--- begin TASK INPUTS ---

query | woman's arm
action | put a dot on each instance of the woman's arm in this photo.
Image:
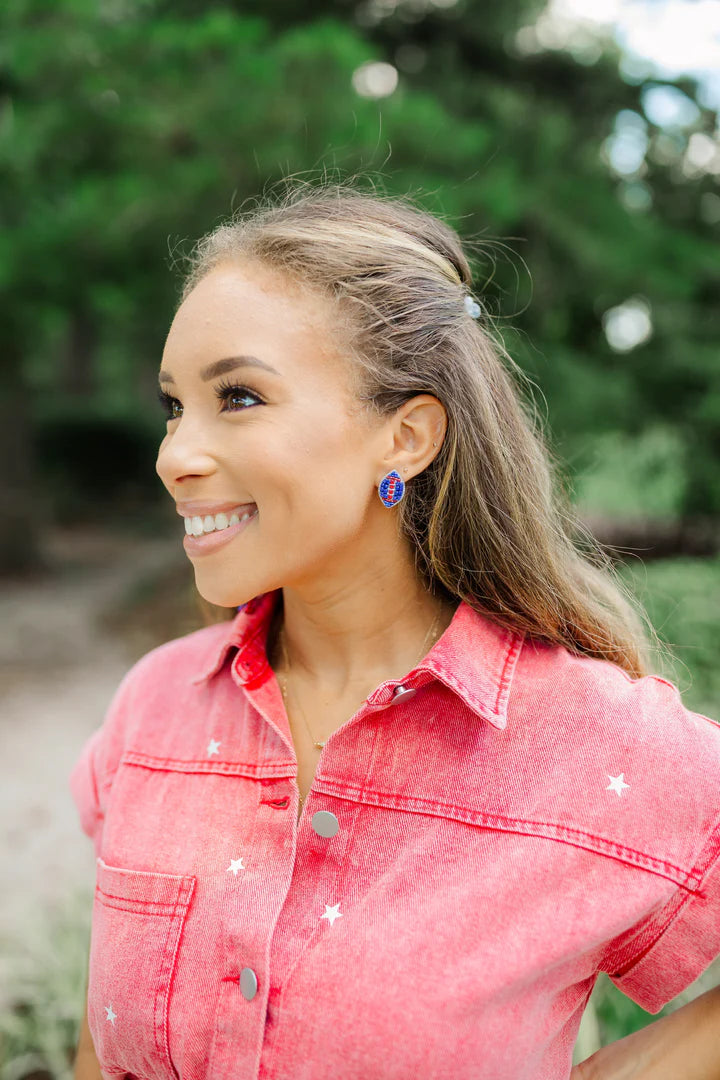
(683, 1044)
(86, 1066)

--- end TASK INPUTS ---

TASK DESCRIPTION →
Please rewrite the lines of the rows above as a numbered list, skipping any blank lines. Leave the pictures out of your answer.

SOLUTION FOR THIS EXERCISE →
1. query | woman's arm
2. action | put a dot on each instance of the woman's arm in this photo.
3. Image:
4. (683, 1044)
5. (86, 1066)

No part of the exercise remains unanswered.